Convert every line of the items below into a JSON list of strings, one string per line, leaving out any blank lines.
:::::
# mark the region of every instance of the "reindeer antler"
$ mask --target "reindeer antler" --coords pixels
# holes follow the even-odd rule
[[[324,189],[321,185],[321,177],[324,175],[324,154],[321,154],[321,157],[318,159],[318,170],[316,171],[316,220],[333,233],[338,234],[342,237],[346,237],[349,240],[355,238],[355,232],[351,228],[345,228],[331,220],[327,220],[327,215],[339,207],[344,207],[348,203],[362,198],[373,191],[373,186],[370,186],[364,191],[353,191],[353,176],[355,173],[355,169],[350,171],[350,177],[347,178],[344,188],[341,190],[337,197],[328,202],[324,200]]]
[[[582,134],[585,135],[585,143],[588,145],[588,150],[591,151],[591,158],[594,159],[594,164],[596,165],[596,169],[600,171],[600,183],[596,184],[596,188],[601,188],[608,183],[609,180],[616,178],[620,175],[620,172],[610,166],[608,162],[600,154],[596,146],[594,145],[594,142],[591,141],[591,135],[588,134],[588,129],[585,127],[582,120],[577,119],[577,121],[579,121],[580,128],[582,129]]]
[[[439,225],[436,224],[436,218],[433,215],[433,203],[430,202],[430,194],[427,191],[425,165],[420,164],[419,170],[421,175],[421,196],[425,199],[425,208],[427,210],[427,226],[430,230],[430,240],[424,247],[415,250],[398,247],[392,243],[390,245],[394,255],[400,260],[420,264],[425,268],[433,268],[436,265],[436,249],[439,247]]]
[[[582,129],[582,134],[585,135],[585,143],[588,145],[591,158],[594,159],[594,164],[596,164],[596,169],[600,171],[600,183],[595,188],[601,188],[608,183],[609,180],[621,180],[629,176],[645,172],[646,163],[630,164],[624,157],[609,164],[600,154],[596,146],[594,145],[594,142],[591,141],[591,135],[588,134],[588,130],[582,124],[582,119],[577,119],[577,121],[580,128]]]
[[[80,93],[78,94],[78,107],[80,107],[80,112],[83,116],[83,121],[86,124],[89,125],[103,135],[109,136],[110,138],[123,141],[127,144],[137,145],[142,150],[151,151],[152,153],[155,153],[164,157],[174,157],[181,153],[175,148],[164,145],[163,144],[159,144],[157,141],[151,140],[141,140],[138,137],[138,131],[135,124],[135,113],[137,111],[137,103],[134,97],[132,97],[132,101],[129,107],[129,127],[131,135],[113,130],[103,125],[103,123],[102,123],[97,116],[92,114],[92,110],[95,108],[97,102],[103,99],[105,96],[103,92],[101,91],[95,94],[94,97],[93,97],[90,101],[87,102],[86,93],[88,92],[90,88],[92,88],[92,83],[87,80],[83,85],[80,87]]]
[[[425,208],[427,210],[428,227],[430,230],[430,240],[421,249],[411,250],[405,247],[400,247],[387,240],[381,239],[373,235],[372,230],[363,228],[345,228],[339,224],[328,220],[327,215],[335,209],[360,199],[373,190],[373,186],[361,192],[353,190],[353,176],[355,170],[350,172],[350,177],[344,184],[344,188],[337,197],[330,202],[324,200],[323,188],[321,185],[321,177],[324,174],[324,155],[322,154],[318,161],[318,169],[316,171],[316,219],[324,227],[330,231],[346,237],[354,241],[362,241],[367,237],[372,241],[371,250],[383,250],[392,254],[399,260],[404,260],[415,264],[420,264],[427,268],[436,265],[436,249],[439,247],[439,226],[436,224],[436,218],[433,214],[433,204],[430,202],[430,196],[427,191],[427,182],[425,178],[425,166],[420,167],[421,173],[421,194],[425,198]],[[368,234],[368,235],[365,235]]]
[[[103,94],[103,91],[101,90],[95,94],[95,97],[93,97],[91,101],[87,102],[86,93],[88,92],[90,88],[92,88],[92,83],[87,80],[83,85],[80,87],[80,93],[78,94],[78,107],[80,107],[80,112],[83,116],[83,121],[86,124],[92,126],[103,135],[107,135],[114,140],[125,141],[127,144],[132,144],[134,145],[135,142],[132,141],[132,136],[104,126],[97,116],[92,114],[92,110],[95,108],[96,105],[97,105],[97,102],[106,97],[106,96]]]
:::::
TASK OUTPUT:
[
  "# mark the region of every instance of the \"reindeer antler\"",
  "$ mask --target \"reindeer antler\" --coords pixels",
  "# holes follow the even-odd rule",
  "[[[324,189],[321,185],[321,177],[324,175],[324,154],[321,154],[321,157],[318,159],[318,170],[316,171],[316,220],[333,233],[338,234],[342,237],[346,237],[349,240],[355,238],[355,232],[351,228],[345,228],[331,220],[327,220],[327,215],[339,207],[344,207],[348,203],[362,198],[373,191],[373,186],[370,186],[364,191],[353,191],[353,176],[355,173],[355,169],[350,171],[350,177],[347,178],[344,188],[341,190],[337,197],[328,202],[324,200]]]",
  "[[[582,134],[585,135],[585,143],[588,145],[588,150],[591,151],[591,158],[594,159],[594,164],[596,165],[596,169],[600,171],[600,183],[596,184],[596,188],[601,188],[608,183],[609,180],[616,178],[620,175],[620,172],[610,166],[608,162],[600,154],[596,146],[594,145],[594,142],[591,141],[591,135],[588,134],[588,129],[585,127],[582,120],[577,119],[577,121],[579,121],[580,128],[582,129]]]",
  "[[[439,225],[436,224],[436,218],[433,215],[433,203],[430,202],[430,194],[427,191],[425,165],[420,164],[419,170],[421,175],[421,196],[425,199],[425,208],[427,210],[427,226],[430,230],[430,240],[424,247],[415,250],[398,247],[392,243],[390,245],[394,255],[400,260],[420,264],[425,268],[433,268],[436,265],[436,249],[439,247]]]",
  "[[[582,129],[582,134],[585,135],[585,143],[588,145],[591,158],[594,159],[594,164],[596,164],[596,169],[600,171],[600,183],[595,188],[601,188],[608,183],[609,180],[621,180],[629,176],[645,172],[646,163],[630,164],[624,157],[609,164],[600,154],[596,146],[594,145],[594,142],[591,141],[591,135],[588,134],[588,130],[582,124],[582,119],[577,119],[577,121],[580,128]]]",
  "[[[80,93],[78,94],[78,107],[80,107],[80,112],[83,116],[83,121],[86,124],[89,125],[103,135],[109,136],[110,138],[123,141],[127,144],[137,145],[142,150],[151,151],[152,153],[155,153],[164,157],[174,157],[181,153],[175,148],[164,145],[163,144],[159,144],[157,141],[151,140],[141,140],[138,137],[138,131],[135,124],[135,113],[137,111],[137,103],[134,97],[132,97],[132,101],[129,107],[129,127],[131,135],[113,130],[103,125],[103,123],[102,123],[97,116],[92,114],[92,110],[95,108],[97,102],[103,99],[105,96],[103,92],[101,91],[95,94],[94,97],[93,97],[90,101],[87,102],[86,93],[88,92],[90,88],[92,88],[92,83],[87,80],[83,85],[80,87]]]",
  "[[[425,208],[427,210],[428,227],[430,230],[430,240],[421,249],[411,250],[405,247],[400,247],[387,240],[381,239],[373,235],[372,230],[363,228],[345,228],[339,224],[328,220],[327,215],[335,209],[360,199],[373,190],[373,186],[361,192],[353,190],[353,176],[355,170],[350,172],[350,177],[344,184],[344,188],[337,197],[330,202],[324,200],[323,188],[321,185],[321,177],[324,174],[324,155],[322,154],[318,161],[318,169],[316,171],[316,219],[324,227],[330,231],[346,237],[354,241],[362,241],[367,237],[372,241],[371,250],[383,250],[392,254],[399,260],[404,260],[415,264],[420,264],[427,268],[436,265],[436,249],[439,247],[439,226],[436,224],[436,218],[433,214],[433,204],[430,202],[430,196],[427,191],[427,182],[425,178],[425,166],[420,167],[421,173],[421,194],[425,198]],[[368,234],[368,235],[365,235]]]",
  "[[[103,94],[103,91],[101,90],[95,94],[95,97],[93,97],[91,101],[87,102],[86,93],[88,92],[90,88],[92,88],[92,83],[87,80],[83,85],[80,87],[80,93],[78,94],[78,107],[80,107],[80,112],[83,116],[83,121],[86,124],[92,126],[103,135],[107,135],[114,140],[125,141],[127,144],[132,144],[134,145],[135,142],[132,141],[132,136],[104,126],[97,116],[92,114],[92,110],[95,108],[96,105],[97,105],[97,102],[106,97],[106,96]]]"
]